Reproduce every line of the records below, requests included, multiplying each coordinate in the answers by 0.85 and rounding to the nearest whole number, with halves rounded up.

[Excerpts of point annotation data]
* * * * * * * * *
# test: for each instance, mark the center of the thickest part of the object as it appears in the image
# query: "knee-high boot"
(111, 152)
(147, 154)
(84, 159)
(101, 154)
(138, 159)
* * * * * * * * *
_Result of the exercise_:
# test: for each instance, mark the center of the thickest part of the object as it appears in the image
# query: "knee-high boot"
(94, 129)
(125, 131)
(71, 135)
(86, 131)
(117, 135)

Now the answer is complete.